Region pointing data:
•••

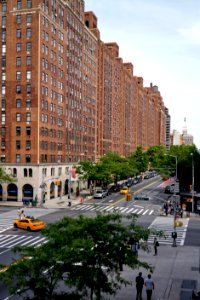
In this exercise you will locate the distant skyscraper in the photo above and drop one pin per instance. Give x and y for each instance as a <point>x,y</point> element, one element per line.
<point>168,128</point>
<point>187,139</point>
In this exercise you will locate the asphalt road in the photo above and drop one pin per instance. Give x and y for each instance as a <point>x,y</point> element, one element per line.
<point>151,188</point>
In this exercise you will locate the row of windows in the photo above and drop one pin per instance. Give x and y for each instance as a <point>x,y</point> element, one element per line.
<point>53,146</point>
<point>27,145</point>
<point>19,47</point>
<point>19,61</point>
<point>19,33</point>
<point>28,19</point>
<point>18,103</point>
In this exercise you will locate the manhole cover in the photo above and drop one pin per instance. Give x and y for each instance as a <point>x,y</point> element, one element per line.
<point>189,284</point>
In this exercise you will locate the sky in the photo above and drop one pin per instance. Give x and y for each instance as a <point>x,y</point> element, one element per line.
<point>161,38</point>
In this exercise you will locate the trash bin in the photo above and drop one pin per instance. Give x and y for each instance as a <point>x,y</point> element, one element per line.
<point>128,197</point>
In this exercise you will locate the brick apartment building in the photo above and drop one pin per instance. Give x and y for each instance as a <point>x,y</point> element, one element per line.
<point>65,96</point>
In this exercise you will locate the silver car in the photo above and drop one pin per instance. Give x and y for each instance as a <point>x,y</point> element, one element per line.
<point>99,194</point>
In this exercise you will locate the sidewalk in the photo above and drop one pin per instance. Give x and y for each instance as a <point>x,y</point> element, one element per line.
<point>175,275</point>
<point>55,203</point>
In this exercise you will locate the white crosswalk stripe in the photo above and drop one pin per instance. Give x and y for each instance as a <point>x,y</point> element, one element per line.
<point>104,208</point>
<point>10,241</point>
<point>166,224</point>
<point>5,224</point>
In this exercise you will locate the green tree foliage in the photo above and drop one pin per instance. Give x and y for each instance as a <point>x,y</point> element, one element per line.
<point>4,177</point>
<point>139,159</point>
<point>90,251</point>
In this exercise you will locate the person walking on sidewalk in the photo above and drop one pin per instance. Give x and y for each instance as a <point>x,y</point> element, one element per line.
<point>149,284</point>
<point>155,245</point>
<point>139,286</point>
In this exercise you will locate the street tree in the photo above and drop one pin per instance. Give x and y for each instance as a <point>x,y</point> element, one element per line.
<point>91,252</point>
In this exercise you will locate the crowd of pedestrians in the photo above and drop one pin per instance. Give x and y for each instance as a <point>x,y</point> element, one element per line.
<point>141,282</point>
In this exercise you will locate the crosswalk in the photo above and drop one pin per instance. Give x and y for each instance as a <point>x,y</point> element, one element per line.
<point>6,219</point>
<point>10,241</point>
<point>136,209</point>
<point>166,224</point>
<point>6,223</point>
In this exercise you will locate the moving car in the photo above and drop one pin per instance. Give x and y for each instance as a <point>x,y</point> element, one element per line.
<point>124,190</point>
<point>99,194</point>
<point>169,189</point>
<point>141,197</point>
<point>29,223</point>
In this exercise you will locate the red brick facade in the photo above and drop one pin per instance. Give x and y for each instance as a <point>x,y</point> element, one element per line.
<point>66,95</point>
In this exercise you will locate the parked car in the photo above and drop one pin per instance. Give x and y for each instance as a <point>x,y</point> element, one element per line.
<point>107,192</point>
<point>169,189</point>
<point>124,190</point>
<point>29,223</point>
<point>100,194</point>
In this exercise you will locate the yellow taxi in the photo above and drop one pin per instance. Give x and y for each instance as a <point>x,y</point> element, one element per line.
<point>29,223</point>
<point>124,190</point>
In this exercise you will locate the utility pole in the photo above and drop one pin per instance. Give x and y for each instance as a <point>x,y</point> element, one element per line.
<point>192,182</point>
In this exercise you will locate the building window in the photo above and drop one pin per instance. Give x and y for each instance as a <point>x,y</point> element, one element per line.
<point>19,33</point>
<point>19,47</point>
<point>18,75</point>
<point>18,131</point>
<point>3,21</point>
<point>29,3</point>
<point>28,75</point>
<point>3,61</point>
<point>18,61</point>
<point>4,7</point>
<point>30,171</point>
<point>28,46</point>
<point>25,173</point>
<point>18,89</point>
<point>18,145</point>
<point>3,118</point>
<point>3,49</point>
<point>28,33</point>
<point>19,4</point>
<point>28,88</point>
<point>28,18</point>
<point>28,117</point>
<point>18,117</point>
<point>28,145</point>
<point>3,36</point>
<point>3,90</point>
<point>18,19</point>
<point>28,131</point>
<point>18,158</point>
<point>18,103</point>
<point>3,104</point>
<point>28,103</point>
<point>28,158</point>
<point>28,60</point>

•••

### Work task
Copy every record exactly, but skip the pictures.

### Task solution
In this exercise you will locate the distant skyscraper in the photo above and drop one pin per instance. Give x and y for each instance as a <point>x,y</point> element, one element per line.
<point>168,128</point>
<point>187,139</point>
In this exercise you will locate the asphalt road in the photo above and drop one pin per instance. Give x and y for each instance as a <point>x,y</point> element, one element per line.
<point>151,188</point>
In this exercise you will locate the row of windows in the photo above and drop one pin per instance. Give x and y for each instance as a <point>x,y</point> element, one element per line.
<point>53,146</point>
<point>27,145</point>
<point>19,47</point>
<point>19,61</point>
<point>19,33</point>
<point>28,19</point>
<point>18,103</point>
In this exercise you will locate the manhole cover in the photo above and drop one pin per instance. Give x and y for each instance as a <point>x,y</point> element, one element per line.
<point>189,284</point>
In this exercise you will locate the sky in the photo above and drop one pin per instance. Give x and y for each instance as a <point>x,y</point> element, one element per line.
<point>161,38</point>
In this exercise you will locate the trash bin in the photo above and drop one pin per instance. Give x and y for each instance as a <point>x,y</point> element, one element per line.
<point>128,197</point>
In this exercise you will locate the brick apartment building in the photo above and drop one pin per instance. Give x and y for each instance as a <point>x,y</point> element, one element per line.
<point>65,96</point>
In this exercise you will locate the silver car in the photo above and drop one pin per instance. Give x and y for each instance as a <point>x,y</point> element, one element per line.
<point>99,194</point>
In this exercise you will locate the sidewalk in the photo above and drop one pin per instance. Give x and y for each instance as a <point>x,y</point> element, one element per line.
<point>175,275</point>
<point>55,203</point>
In this exercise you will locate the white crosswalk stripe in the photo above and drop one pin per instance. Give x and y for each instance as a <point>x,y</point> element, one element per line.
<point>104,208</point>
<point>10,241</point>
<point>166,224</point>
<point>5,224</point>
In this exercise you will locate the green tree foliage in the photo above and drop one pin per instance. Give x and y for each instance as a <point>x,y</point> element, one element per line.
<point>4,177</point>
<point>139,159</point>
<point>90,251</point>
In this exercise you will locate the person walking on sidewalk in the photo above and drop one pin per instance. Give x and y for each instance as a <point>x,y</point> element, one element per line.
<point>149,284</point>
<point>155,245</point>
<point>139,286</point>
In this exercise you will locate the street tree in the photo above and drop one pin per instance. Give x and y for each instance as a <point>x,y</point> element, one element per line.
<point>91,252</point>
In this exercise you will locate the crowd of pedestrians in the photo above and drop one pin per instance. Give x and y for each instance as a <point>x,y</point> element, one element per line.
<point>141,282</point>
In this exercise you will locate the crosswalk in the photo above and drop one pin per instance. Give x and y for each instance as a <point>x,y</point> element, one element per line.
<point>6,219</point>
<point>10,241</point>
<point>136,209</point>
<point>166,224</point>
<point>6,223</point>
In this exercise you will locate the moving car in the photo above and drop one pin per instance. Give x and y for each instance as a <point>x,y</point> element, one element per line.
<point>124,190</point>
<point>99,194</point>
<point>169,189</point>
<point>141,197</point>
<point>29,223</point>
In this exercise you will locate the red brick facade in the photo above and drop one pin per instance. Give x and y for each instance as a <point>x,y</point> element, one element per line.
<point>66,95</point>
In this exercise you will locate the parked car in the photo above and drop one pin per instance. Give x and y for each instance as a <point>x,y</point> element, one element per line.
<point>107,192</point>
<point>169,189</point>
<point>124,190</point>
<point>29,223</point>
<point>100,194</point>
In this exercise you will locate the yellow taxi in the photo above and drop one pin per instance. Give x and y for each instance as a <point>x,y</point> element, one element per line.
<point>29,223</point>
<point>124,190</point>
In this exercise you will locate the utility pole in the photo above and drop one pin per instance. Give x and y for each instance as a <point>x,y</point> element, one element per line.
<point>192,182</point>
In this exercise you will locate the building window in the photo above and drop one pin per instance. Give x and y for each instance as a <point>x,y</point> element, one element per line.
<point>19,33</point>
<point>19,47</point>
<point>18,75</point>
<point>18,131</point>
<point>3,21</point>
<point>29,3</point>
<point>28,75</point>
<point>3,61</point>
<point>18,61</point>
<point>4,7</point>
<point>30,171</point>
<point>28,46</point>
<point>25,173</point>
<point>18,89</point>
<point>18,145</point>
<point>3,118</point>
<point>3,49</point>
<point>28,33</point>
<point>19,4</point>
<point>28,88</point>
<point>28,18</point>
<point>28,117</point>
<point>18,117</point>
<point>28,145</point>
<point>3,36</point>
<point>3,90</point>
<point>18,19</point>
<point>28,131</point>
<point>18,158</point>
<point>18,103</point>
<point>3,104</point>
<point>28,103</point>
<point>28,158</point>
<point>28,60</point>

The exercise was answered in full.